Rewrite the items below, switching each occurrence of "Place a dot" to "Put a mark" and leaving everything else unchanged.

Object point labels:
+===+
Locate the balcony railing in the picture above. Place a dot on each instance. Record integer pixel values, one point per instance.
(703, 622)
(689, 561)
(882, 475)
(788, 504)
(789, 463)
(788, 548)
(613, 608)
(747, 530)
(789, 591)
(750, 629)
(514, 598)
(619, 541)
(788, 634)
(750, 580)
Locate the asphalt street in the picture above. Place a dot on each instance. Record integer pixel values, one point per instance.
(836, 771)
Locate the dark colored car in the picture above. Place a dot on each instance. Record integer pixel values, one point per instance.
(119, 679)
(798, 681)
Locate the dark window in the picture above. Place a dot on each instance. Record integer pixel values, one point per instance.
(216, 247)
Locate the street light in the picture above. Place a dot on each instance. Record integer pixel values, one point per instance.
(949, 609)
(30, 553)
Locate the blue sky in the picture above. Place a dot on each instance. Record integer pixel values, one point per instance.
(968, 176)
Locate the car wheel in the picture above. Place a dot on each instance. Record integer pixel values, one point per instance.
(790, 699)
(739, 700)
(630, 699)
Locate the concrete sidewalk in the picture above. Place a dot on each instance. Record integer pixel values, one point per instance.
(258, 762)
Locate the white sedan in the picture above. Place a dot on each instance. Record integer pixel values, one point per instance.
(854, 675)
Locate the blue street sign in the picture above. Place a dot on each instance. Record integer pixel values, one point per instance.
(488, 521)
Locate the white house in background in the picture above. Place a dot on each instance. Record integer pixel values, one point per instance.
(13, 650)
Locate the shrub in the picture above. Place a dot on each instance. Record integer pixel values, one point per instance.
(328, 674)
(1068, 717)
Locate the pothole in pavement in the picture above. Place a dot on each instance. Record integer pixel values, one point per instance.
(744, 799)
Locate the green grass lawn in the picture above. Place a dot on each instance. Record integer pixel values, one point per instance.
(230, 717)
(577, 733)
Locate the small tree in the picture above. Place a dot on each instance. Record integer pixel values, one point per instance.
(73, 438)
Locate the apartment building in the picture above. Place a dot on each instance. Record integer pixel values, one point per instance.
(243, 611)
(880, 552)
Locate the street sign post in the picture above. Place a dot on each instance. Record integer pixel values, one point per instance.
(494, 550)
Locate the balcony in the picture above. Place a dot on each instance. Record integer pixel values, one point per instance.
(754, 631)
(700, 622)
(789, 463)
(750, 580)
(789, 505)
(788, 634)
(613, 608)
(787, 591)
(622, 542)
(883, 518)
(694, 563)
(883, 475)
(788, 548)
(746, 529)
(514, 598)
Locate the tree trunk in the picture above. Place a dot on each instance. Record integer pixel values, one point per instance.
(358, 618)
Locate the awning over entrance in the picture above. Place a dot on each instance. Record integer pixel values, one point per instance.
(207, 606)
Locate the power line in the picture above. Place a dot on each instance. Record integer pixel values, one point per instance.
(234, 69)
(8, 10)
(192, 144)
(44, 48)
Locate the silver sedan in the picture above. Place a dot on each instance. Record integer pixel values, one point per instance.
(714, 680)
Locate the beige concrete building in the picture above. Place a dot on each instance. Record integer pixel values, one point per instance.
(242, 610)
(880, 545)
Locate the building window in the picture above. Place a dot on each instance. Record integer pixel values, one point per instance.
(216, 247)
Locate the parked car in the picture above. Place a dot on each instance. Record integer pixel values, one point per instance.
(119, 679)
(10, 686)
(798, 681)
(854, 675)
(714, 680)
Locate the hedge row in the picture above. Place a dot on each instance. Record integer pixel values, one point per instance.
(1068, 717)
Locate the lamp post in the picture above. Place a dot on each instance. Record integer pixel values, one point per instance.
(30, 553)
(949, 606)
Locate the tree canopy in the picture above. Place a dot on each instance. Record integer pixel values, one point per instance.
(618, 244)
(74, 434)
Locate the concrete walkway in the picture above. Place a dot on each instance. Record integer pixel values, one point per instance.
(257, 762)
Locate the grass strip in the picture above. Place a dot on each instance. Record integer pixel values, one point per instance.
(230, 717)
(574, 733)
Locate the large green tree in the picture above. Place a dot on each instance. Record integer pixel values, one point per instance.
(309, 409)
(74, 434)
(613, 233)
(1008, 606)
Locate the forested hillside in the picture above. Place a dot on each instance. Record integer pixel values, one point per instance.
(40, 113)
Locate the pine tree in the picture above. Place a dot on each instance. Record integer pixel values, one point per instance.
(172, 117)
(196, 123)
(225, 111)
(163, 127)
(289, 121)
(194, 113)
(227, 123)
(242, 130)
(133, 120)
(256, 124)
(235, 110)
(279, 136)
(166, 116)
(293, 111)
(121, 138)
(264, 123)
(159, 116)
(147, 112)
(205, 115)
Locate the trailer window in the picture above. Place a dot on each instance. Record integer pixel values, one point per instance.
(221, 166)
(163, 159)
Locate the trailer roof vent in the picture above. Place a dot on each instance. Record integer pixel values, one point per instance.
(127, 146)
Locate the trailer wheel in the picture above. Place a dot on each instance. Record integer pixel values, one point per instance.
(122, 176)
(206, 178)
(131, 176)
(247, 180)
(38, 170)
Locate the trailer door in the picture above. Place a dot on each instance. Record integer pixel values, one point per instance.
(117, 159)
+===+
WRITTEN SOLUTION.
Locate the balcony railing in the picture above. Put a mark on each instance. Record integer pixel values, one point per instance.
(703, 622)
(689, 561)
(882, 475)
(788, 504)
(789, 463)
(788, 548)
(613, 608)
(747, 530)
(789, 591)
(750, 629)
(514, 598)
(619, 541)
(788, 634)
(750, 580)
Locate the asphalt street in the picture above. Put a mark on each instance. Record integer pixel values, one point per instance.
(836, 771)
Locate the dark colored car in the picture above. Put a mark on each instance. Record integer pixel values, one point per instance.
(119, 679)
(798, 681)
Locate the dark window in the picture above. Put a mark on each instance. Record integer pixel values, one point per instance.
(216, 247)
Locate the street light in the picture above. Put a mark on each instance. Record integer pixel values, one point per instance.
(949, 609)
(30, 553)
Locate the blue sky in the picture above. Put a mark on each instance. Record integer pixel values, one point per instance.
(968, 176)
Locate the car wheel in the picture above. Put a mark on each instance. Record integer pixel values, one point per instance.
(790, 699)
(739, 700)
(630, 699)
Locate the concrete sidewalk in the picture above. Put a mark on each instance. Record integer pixel values, one point per instance.
(258, 762)
Locate the white sedan in the picture above. Put a mark on each instance. Record integer pixel values, one point per instance.
(854, 675)
Locate the blue street sign in the picture above. Put a mark on each instance. Record integer pixel values, one point per instance.
(488, 521)
Locate the white house in background in the picture above. Put a mark on each instance. Record integer pixel values, one point per instance.
(13, 650)
Locate the shrub in the picture above. Put a mark on each instance. Record integer pixel values, one point per instance.
(328, 674)
(1068, 717)
Locate the pothole in pavement in the picture above. Put a mark on each instance. Record integer pixel values, one point per instance.
(744, 799)
Locate the green grass lawn in the picture above. Put a mark on each instance. Record integer pixel values, one point per instance.
(230, 717)
(577, 733)
Locate the small tree in the picture above. Put a mark on each instance. Record integer pixel values, one point per instance.
(73, 438)
Locate the apartment building in the picture above. Put a mark on each instance. Record integer pixel values, one point per instance.
(243, 611)
(880, 552)
Locate the street sign post in the picture above. Put a mark on each instance. Record integer pixel values, one point per instance.
(494, 550)
Locate the balcony in the picture above. Put a mark on each instance. Record integer pixel values, one point per instance.
(754, 631)
(700, 622)
(789, 463)
(750, 580)
(789, 505)
(788, 634)
(613, 608)
(787, 591)
(622, 542)
(883, 518)
(694, 563)
(883, 475)
(788, 548)
(746, 529)
(514, 598)
Locate the tree trunk in the picture above. Put a mark on each instance. Record integer pixel values, one point per instance.
(358, 618)
Locate the awning over entrance in the picture above. Put a mark on each instance. Record integer pixel values, one point per instance.
(207, 606)
Locate the power line in the picture above. Put a mark on each instance. Record integer pixel values, one point per instance.
(234, 69)
(8, 10)
(192, 144)
(44, 48)
Locate the silver sedan in the picture above. Put a mark on each instance. Record integer pixel values, one point per instance.
(714, 680)
Locate the beige concrete building in the picture above. Put a mark on each instance. Record integer pixel values, one point per instance.
(242, 610)
(880, 545)
Locate the building window in the picture above. Put a mark on each instance. Record integer pixel values, one point per instance.
(216, 247)
Locate the parked car in the picture above. Put a mark on each instance. Record integer pixel values, one point per instance.
(119, 679)
(10, 686)
(798, 681)
(854, 675)
(714, 680)
Locate the hedge row in the picture above. Put a mark on each instance. Record integer pixel values, one point per instance.
(1068, 717)
Locate the lamp post in the picture above. Put a mark on each instance. Record integer pixel values, one point per instance.
(30, 553)
(949, 606)
Locate the tree canopy in the picture above. Put a mark on each instance. Record integer pixel values, one point per instance.
(618, 244)
(74, 434)
Locate the concrete walkway in the picture above. Put a mark on each instance. Record integer pixel values, one point per instance.
(257, 762)
Locate the grass strip in the picture above. Put a mark on each instance. Record integer pixel values, one point per instance.
(230, 717)
(574, 733)
Locate the large green tree in the picture above. Put a mark on each instance. Record integer pixel values, one point per instance.
(309, 409)
(74, 434)
(613, 233)
(1008, 606)
Locate the forested hillside in the picture above. Put a mark on each instance. Record integer pixel values, one point per instance.
(40, 113)
Locate the pine tree in the picture above. Put a mark on each instance. Record integer pixel values, one point per instance.
(172, 117)
(196, 123)
(225, 111)
(163, 127)
(289, 121)
(194, 113)
(227, 123)
(242, 130)
(133, 120)
(256, 124)
(235, 110)
(279, 136)
(166, 116)
(293, 111)
(121, 138)
(264, 123)
(159, 116)
(147, 112)
(205, 115)
Locate the trailer window in the picture above. Put a mark on each instance. Record integer pixel values, one point per instance.
(221, 166)
(163, 159)
Locate the trailer roof vent in the picture above. Put a mark on each instance. Record integer pixel values, one point per instance.
(127, 146)
Locate the trailer wheel in the picture above. Put a mark on each instance. Record integer pixel values, one point per instance.
(122, 176)
(206, 178)
(131, 176)
(247, 180)
(38, 170)
Locate the trailer door in the picture above. Put a mark on each instance. Record integer pixel values, one point per instance.
(117, 159)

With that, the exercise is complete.